## Work required
With the records below as input, work out how many lines include the word "green". Give only the number.

## Data to process
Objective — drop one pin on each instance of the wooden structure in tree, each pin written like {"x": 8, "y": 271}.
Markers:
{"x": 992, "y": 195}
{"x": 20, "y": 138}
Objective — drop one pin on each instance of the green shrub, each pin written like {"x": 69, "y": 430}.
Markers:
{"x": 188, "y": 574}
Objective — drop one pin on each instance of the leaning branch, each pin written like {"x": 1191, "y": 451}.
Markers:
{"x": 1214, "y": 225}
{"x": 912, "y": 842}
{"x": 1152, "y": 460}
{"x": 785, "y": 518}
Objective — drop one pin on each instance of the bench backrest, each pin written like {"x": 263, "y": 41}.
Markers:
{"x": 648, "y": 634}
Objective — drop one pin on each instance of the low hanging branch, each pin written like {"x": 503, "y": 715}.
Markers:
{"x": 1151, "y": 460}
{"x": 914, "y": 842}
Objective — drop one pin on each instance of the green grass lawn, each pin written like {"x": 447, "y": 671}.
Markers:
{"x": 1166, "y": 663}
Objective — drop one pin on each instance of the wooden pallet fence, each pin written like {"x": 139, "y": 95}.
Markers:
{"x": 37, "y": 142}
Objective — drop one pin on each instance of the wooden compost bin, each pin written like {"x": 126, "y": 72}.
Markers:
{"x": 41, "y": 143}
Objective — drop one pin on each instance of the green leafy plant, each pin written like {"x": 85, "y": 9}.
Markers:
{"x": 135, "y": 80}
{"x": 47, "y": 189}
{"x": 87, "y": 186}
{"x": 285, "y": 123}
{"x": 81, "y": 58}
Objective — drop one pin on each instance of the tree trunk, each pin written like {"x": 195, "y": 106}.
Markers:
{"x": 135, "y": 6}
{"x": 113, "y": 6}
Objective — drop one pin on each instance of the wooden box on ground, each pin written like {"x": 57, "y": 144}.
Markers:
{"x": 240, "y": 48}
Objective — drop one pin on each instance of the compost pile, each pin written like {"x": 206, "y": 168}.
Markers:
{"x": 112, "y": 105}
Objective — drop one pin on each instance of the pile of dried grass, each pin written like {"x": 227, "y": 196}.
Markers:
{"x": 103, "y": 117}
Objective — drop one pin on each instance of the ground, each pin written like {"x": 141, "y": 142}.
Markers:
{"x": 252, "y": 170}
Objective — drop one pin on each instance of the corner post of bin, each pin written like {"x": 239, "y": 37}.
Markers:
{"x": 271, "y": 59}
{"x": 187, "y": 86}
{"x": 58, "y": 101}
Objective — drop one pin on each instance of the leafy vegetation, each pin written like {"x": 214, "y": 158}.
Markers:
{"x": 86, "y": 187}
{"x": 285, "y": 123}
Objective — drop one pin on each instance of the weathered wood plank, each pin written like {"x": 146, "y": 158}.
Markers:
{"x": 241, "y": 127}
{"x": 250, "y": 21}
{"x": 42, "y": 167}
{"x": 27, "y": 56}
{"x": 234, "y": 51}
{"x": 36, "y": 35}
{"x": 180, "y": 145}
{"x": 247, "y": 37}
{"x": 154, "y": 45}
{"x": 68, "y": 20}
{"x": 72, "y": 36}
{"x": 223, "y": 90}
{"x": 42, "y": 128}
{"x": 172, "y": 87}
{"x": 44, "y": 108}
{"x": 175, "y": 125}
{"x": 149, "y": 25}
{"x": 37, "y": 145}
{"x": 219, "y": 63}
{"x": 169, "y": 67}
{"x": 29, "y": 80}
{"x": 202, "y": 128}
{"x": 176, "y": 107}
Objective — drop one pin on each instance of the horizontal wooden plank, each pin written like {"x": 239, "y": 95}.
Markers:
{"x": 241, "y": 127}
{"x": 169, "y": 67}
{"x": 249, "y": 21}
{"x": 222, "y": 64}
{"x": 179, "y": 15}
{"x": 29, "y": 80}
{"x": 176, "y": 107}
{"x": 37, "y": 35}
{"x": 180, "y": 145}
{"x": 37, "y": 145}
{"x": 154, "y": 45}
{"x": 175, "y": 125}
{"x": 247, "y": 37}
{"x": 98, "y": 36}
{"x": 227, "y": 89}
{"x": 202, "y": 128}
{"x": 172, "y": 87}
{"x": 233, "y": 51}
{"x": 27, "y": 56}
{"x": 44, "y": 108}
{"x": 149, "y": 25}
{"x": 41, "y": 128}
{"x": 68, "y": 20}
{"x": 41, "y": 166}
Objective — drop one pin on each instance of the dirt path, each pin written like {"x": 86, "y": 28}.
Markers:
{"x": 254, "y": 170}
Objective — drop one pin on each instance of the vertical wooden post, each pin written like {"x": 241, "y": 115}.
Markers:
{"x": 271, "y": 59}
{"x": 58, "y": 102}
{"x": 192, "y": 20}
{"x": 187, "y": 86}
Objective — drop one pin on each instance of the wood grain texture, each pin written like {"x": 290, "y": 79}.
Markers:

## Result
3